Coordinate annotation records

○ ○ ○ ○ ○ ○ ○

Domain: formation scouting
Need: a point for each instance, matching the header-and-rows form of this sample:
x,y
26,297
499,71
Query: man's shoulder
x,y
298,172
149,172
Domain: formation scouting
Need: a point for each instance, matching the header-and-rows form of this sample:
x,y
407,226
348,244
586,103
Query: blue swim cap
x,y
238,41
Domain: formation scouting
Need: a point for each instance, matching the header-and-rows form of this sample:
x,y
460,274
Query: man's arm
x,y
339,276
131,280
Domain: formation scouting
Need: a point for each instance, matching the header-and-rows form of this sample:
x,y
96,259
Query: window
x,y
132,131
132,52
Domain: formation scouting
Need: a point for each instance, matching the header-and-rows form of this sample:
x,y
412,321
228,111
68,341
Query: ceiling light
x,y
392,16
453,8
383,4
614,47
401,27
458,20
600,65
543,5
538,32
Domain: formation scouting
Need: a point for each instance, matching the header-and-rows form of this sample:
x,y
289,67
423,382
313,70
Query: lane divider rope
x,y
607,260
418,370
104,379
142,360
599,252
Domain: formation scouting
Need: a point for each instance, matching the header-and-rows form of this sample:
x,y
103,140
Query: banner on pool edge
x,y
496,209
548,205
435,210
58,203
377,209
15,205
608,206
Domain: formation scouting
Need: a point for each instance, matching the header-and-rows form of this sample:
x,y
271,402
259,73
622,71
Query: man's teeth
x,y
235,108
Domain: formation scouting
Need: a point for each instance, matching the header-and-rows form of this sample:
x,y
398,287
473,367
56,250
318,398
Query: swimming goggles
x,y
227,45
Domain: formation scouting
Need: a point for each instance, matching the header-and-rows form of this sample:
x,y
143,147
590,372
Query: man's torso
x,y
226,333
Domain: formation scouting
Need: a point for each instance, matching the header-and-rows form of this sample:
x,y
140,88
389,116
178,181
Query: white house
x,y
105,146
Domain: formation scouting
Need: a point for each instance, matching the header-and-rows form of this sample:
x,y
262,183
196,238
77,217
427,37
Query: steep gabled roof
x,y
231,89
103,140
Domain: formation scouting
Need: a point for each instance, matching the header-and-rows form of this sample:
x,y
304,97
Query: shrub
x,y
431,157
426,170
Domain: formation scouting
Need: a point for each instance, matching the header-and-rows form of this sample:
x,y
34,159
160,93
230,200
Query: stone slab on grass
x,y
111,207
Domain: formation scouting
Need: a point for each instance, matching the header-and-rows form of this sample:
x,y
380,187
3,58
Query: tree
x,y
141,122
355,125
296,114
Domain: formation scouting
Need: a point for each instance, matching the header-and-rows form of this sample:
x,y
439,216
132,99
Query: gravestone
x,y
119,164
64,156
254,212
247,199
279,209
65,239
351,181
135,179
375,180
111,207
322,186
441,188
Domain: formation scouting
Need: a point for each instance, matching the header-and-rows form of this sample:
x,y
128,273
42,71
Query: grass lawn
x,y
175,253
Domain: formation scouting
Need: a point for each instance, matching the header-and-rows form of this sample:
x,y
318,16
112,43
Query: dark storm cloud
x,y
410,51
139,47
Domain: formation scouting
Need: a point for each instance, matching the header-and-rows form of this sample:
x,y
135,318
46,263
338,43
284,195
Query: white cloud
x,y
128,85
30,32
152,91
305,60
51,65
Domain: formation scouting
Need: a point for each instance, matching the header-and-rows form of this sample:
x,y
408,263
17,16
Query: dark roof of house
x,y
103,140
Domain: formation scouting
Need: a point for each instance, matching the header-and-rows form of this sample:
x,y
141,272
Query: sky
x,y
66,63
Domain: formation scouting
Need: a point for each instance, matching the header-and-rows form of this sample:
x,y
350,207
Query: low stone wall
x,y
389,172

○ ○ ○ ○ ○ ○ ○

▶ _Given task_:
Transcribe every record above exactly as it appears.

▶ _Full response_:
Domain: formation scouting
Need: a point for each instance, matching the header-and-rows form of this sample:
x,y
26,297
499,71
Query: man's shoulder
x,y
298,172
149,172
Domain: formation scouting
Need: a point for each instance, matching the header-and-rows form of this sample:
x,y
407,226
348,244
586,103
Query: blue swim cap
x,y
238,41
Domain: formation scouting
Need: a point for each instance, matching the header-and-rows form of this sample:
x,y
460,274
Query: man's arm
x,y
339,276
131,280
Domain: formation scouting
Need: a point for each instance, matching the header-and-rows form of this sample:
x,y
96,259
Query: window
x,y
132,131
132,52
Domain: formation scouting
Need: a point for each instance, matching the header-and-rows form of this sample:
x,y
412,321
228,111
68,341
Query: ceiling light
x,y
392,16
453,8
383,4
614,47
401,27
458,20
600,65
543,5
538,32
Domain: formation scouting
Need: a point for each instance, matching the header-and-rows form of this sample:
x,y
289,67
423,382
313,70
Query: lane divider rope
x,y
607,260
418,370
104,379
142,360
599,252
Domain: formation scouting
Need: a point for each instance, matching the header-and-rows form of this sample:
x,y
103,140
Query: banner on pool edge
x,y
496,209
548,205
435,210
58,203
377,209
15,205
608,206
Domain: formation scouting
Need: a point for each instance, matching the header-and-rows form of this sample:
x,y
271,402
259,73
622,71
Query: man's teeth
x,y
235,108
Domain: formation scouting
Need: a point for each instance, matching the header-and-rows form of this sample:
x,y
398,287
473,367
56,250
318,398
Query: swimming goggles
x,y
227,45
Domain: formation scouting
Need: a point for each instance, matching the header-and-rows form of this sample:
x,y
143,147
590,372
Query: man's torso
x,y
226,333
Domain: formation scouting
Need: a point for each instance, matching the header-and-rows form of this sample:
x,y
140,88
389,116
178,181
Query: white house
x,y
105,146
Domain: formation scouting
Need: a point for each instance, matching the header-and-rows form of this sample:
x,y
262,183
196,238
77,217
427,37
Query: steep gabled roof
x,y
231,89
103,140
Domain: formation scouting
Need: a point for each instance, matching the header-and-rows form of this sample:
x,y
304,97
Query: shrub
x,y
431,157
426,170
Domain: formation scouting
Need: a point for each instance, matching the header-and-rows form of this sample:
x,y
34,159
160,93
230,200
Query: stone slab on grass
x,y
111,207
Domain: formation scouting
Need: a point for each instance, matching the header-and-rows form of this sample:
x,y
380,187
3,58
Query: tree
x,y
141,122
355,125
296,114
Domain: formation scouting
Need: a point for each instance, matching the header-and-rows form of this sample:
x,y
439,216
132,99
Query: gravestone
x,y
119,164
64,156
254,212
247,199
279,209
65,239
351,181
135,179
375,180
111,207
322,186
441,188
Domain: formation scouting
Need: a point for each instance, matching the header-and-rows form of this sample:
x,y
128,273
42,71
Query: grass lawn
x,y
175,253
Domain: formation scouting
Need: a point for each instance, matching the header-and-rows form of this sample:
x,y
318,16
112,43
Query: dark storm cloud
x,y
410,51
139,47
Domain: formation scouting
Need: a point for each instance, matching the header-and-rows form of this sample:
x,y
135,318
46,263
338,43
284,195
Query: white cloud
x,y
128,85
30,32
152,91
305,60
51,65
Domain: formation scouting
Need: a point for each instance, matching the header-and-rows form of this sample:
x,y
408,263
17,16
Query: dark roof of house
x,y
103,140
Domain: formation scouting
Need: a point for each instance, matching the header-and-rows form of this sample:
x,y
141,272
Query: sky
x,y
66,63
Domain: formation scouting
Need: a point for each instance, matching the header-and-rows form of this sample:
x,y
350,207
Query: low stone wall
x,y
389,172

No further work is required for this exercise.